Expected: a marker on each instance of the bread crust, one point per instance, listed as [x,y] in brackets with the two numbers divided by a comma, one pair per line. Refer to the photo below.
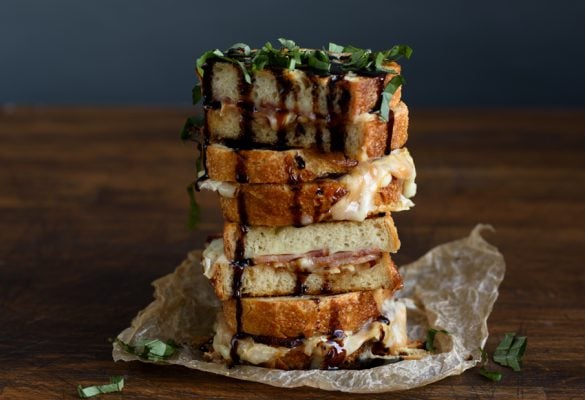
[272,166]
[311,202]
[378,227]
[284,281]
[291,317]
[360,93]
[364,137]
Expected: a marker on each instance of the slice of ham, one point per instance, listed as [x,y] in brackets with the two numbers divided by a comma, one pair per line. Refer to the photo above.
[320,258]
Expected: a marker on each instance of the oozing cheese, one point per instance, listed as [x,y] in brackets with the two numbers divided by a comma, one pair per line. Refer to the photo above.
[225,189]
[393,337]
[365,180]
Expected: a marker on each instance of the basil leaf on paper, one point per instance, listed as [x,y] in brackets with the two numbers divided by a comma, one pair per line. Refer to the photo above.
[510,351]
[116,385]
[155,349]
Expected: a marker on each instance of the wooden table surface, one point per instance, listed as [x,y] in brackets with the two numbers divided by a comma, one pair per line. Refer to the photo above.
[93,208]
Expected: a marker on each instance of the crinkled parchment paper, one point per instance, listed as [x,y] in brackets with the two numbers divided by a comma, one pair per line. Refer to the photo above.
[452,287]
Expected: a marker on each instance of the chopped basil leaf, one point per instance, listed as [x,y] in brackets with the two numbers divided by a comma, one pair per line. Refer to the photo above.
[239,47]
[510,351]
[387,94]
[492,375]
[431,333]
[196,92]
[287,43]
[335,48]
[116,385]
[398,51]
[153,350]
[203,59]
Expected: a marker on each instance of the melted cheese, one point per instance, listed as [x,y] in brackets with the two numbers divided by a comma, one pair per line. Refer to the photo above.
[365,180]
[393,336]
[212,255]
[225,189]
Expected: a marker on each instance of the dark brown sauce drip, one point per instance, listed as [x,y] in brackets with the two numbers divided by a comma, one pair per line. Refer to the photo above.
[206,347]
[315,88]
[326,287]
[318,204]
[296,206]
[285,86]
[247,108]
[337,120]
[242,210]
[390,130]
[300,287]
[379,349]
[336,354]
[241,172]
[379,89]
[238,265]
[299,161]
[206,91]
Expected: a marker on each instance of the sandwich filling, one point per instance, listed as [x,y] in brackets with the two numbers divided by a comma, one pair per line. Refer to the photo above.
[385,337]
[310,262]
[361,186]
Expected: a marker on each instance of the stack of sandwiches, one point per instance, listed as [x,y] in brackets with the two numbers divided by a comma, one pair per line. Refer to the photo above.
[305,149]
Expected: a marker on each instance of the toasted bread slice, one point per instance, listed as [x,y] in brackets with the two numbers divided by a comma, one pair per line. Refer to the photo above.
[300,91]
[362,137]
[269,166]
[304,204]
[291,166]
[252,242]
[373,187]
[305,316]
[376,341]
[284,280]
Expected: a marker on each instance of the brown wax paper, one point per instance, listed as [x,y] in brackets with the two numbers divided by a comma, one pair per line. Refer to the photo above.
[453,287]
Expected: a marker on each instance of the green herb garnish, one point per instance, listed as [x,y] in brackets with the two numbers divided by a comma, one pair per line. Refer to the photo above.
[291,56]
[495,376]
[116,385]
[196,94]
[387,94]
[510,351]
[431,333]
[152,349]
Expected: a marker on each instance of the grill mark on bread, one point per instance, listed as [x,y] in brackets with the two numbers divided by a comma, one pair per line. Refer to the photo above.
[296,204]
[300,286]
[338,89]
[389,132]
[241,170]
[247,106]
[285,86]
[379,89]
[238,265]
[207,97]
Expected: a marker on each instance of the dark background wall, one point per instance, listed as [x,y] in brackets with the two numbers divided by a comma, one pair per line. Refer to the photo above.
[470,53]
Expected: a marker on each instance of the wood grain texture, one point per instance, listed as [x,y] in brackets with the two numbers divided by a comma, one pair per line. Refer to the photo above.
[93,208]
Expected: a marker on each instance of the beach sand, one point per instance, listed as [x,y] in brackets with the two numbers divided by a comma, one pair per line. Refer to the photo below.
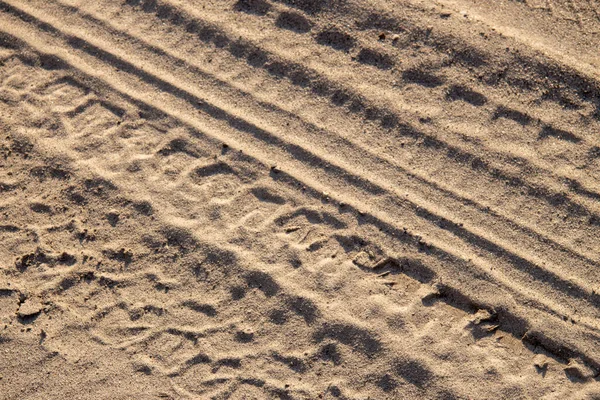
[299,199]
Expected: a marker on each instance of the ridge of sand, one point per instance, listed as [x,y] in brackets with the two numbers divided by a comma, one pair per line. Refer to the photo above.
[295,199]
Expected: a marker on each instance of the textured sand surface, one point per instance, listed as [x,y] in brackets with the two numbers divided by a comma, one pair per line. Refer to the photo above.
[299,199]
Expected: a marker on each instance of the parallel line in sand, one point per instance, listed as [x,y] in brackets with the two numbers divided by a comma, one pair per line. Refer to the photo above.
[578,189]
[258,153]
[490,246]
[512,159]
[568,285]
[380,160]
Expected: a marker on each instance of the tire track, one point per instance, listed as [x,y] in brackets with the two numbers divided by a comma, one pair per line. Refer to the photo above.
[313,185]
[513,260]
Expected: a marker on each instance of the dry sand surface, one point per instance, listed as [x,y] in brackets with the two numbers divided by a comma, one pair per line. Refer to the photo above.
[299,199]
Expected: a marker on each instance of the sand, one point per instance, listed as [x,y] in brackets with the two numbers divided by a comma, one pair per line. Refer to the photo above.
[299,199]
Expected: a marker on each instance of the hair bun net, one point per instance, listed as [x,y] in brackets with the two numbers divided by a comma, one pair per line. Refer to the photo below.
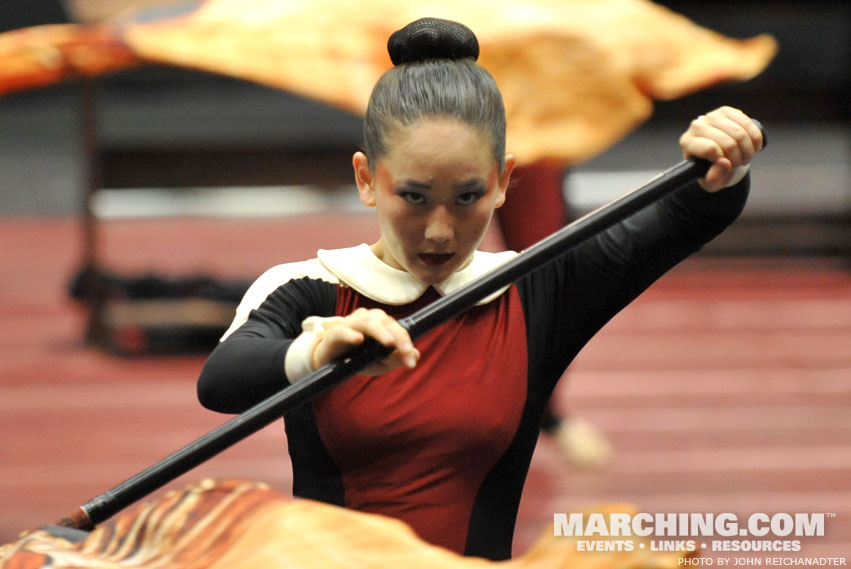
[432,38]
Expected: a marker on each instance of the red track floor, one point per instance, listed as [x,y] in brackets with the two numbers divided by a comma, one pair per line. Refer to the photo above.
[725,388]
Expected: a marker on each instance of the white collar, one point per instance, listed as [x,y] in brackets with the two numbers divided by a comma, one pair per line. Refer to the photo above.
[359,268]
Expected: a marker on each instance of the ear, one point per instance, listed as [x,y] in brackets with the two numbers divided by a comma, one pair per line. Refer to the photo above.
[363,179]
[504,179]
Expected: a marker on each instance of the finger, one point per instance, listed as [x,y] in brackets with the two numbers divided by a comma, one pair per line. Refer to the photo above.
[384,329]
[732,136]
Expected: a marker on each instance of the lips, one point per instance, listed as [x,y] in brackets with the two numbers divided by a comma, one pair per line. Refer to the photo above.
[435,259]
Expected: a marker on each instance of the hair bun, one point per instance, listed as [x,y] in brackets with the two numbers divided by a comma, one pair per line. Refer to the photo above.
[432,38]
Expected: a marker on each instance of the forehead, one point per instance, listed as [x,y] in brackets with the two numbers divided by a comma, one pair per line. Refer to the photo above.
[439,143]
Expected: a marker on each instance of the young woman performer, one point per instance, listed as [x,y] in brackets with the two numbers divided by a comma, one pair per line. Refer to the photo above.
[441,433]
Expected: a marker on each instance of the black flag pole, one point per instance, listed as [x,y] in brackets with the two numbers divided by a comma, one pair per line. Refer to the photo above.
[264,413]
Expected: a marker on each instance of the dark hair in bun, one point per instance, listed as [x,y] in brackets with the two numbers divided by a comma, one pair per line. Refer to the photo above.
[435,75]
[430,38]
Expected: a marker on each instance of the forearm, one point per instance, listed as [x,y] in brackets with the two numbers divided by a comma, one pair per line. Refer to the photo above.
[241,372]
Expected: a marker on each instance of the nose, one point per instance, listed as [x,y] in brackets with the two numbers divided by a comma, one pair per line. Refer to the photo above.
[440,225]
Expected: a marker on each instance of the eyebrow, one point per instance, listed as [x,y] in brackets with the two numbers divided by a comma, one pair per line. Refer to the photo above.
[475,182]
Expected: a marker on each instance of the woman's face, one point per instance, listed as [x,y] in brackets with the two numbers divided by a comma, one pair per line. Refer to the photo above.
[435,192]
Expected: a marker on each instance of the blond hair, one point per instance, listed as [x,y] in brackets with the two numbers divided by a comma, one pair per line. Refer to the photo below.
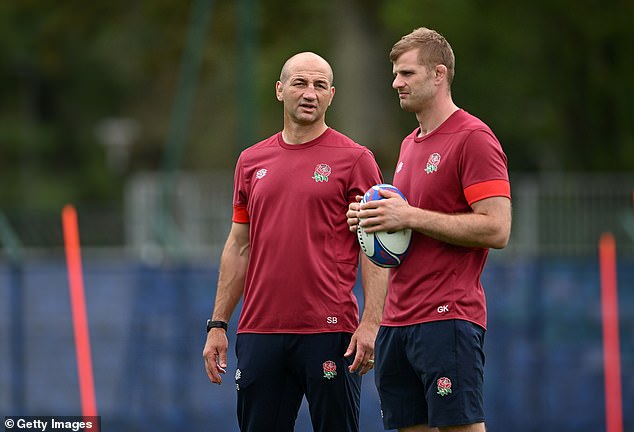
[433,49]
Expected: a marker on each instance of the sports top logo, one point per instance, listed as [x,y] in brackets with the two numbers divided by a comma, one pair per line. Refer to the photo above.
[432,163]
[322,172]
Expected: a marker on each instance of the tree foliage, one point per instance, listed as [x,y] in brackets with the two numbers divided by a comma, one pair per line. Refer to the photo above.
[553,79]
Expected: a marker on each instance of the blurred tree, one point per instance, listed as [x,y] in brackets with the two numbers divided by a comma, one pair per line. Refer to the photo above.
[551,78]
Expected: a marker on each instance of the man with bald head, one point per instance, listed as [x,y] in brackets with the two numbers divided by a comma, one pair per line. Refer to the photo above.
[291,258]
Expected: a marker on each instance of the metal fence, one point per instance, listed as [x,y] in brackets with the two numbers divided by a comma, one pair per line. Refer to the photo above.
[189,214]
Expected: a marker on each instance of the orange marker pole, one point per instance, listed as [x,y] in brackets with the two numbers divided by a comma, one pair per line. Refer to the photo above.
[611,350]
[78,306]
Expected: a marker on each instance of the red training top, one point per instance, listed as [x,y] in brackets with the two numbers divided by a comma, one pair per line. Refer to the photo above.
[457,164]
[303,258]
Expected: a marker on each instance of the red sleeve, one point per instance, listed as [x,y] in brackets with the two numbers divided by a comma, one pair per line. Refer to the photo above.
[487,189]
[240,215]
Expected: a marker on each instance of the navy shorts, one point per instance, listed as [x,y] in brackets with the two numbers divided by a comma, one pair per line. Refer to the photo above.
[430,373]
[275,371]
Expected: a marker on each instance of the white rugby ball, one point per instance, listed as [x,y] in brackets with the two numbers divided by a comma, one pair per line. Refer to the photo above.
[385,249]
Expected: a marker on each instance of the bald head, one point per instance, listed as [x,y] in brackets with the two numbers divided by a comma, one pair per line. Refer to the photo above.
[306,61]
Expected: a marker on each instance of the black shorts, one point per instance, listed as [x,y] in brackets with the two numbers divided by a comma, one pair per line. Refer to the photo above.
[275,371]
[430,373]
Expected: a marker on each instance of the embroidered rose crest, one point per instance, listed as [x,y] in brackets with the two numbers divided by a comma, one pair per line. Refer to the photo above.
[432,163]
[330,369]
[322,171]
[444,386]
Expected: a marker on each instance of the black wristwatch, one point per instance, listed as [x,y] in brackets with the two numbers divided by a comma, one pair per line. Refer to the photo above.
[216,324]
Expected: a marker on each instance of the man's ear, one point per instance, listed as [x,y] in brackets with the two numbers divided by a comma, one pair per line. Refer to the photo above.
[441,72]
[278,90]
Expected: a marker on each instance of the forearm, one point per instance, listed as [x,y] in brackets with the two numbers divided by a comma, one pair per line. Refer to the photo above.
[488,227]
[233,267]
[374,280]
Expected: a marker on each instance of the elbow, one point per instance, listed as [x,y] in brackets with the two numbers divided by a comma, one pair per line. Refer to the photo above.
[501,239]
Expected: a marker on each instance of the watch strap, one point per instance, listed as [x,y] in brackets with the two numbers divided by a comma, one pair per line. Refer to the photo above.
[216,324]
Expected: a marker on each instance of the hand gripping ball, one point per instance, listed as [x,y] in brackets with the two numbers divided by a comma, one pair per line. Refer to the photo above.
[384,248]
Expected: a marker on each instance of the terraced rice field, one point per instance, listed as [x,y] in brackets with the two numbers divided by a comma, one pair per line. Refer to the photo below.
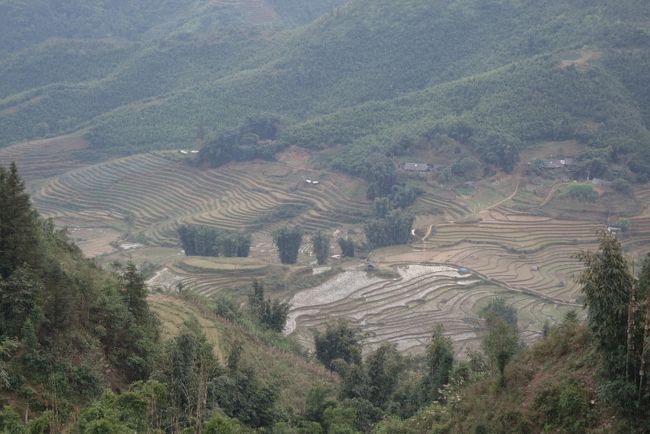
[405,310]
[149,195]
[523,252]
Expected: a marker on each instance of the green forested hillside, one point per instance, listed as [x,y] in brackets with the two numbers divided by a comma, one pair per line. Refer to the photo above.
[493,73]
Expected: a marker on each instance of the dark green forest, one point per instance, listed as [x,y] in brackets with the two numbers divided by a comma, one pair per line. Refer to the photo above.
[379,77]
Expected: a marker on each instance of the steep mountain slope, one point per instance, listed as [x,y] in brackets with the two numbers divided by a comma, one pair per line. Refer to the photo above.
[489,72]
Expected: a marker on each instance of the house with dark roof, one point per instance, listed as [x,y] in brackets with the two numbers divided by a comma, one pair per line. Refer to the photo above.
[415,167]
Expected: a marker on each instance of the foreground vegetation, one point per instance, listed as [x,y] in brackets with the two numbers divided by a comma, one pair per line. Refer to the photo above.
[70,329]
________________________
= TASK DESCRIPTION =
Your reply should be an exact copy of every line from the line with "Expected: a marker on each instance of the dark green" through the final line of the data, and nothing more.

= FINISHED EXERCISE =
Expected: a marker on each instance of the dark green forest, one point per instance, listed as [x,y] in brackets with the two numbers divided by a comma, one pair per line. Refer to the photo above.
[379,77]
Expected: a marker on each instance of the steep mountain slope, one point per instance, listed as [x,y] in brackets with the two numbers divided by a comma, one pair per line. Refer to the photo above.
[489,72]
Expected: a marker on each instance of the house with dark roof, one point per instance, listed as [x,y] in brackets with the two numbers divided by a comma, one pair per line. Refer to the photo above.
[415,167]
Expected: a marker on each instance of the foreground vegetation, one point per instance, listed as [x,y] in brackets with the two numbers divided by a comma, one pair per line. Refer to the photo above.
[70,329]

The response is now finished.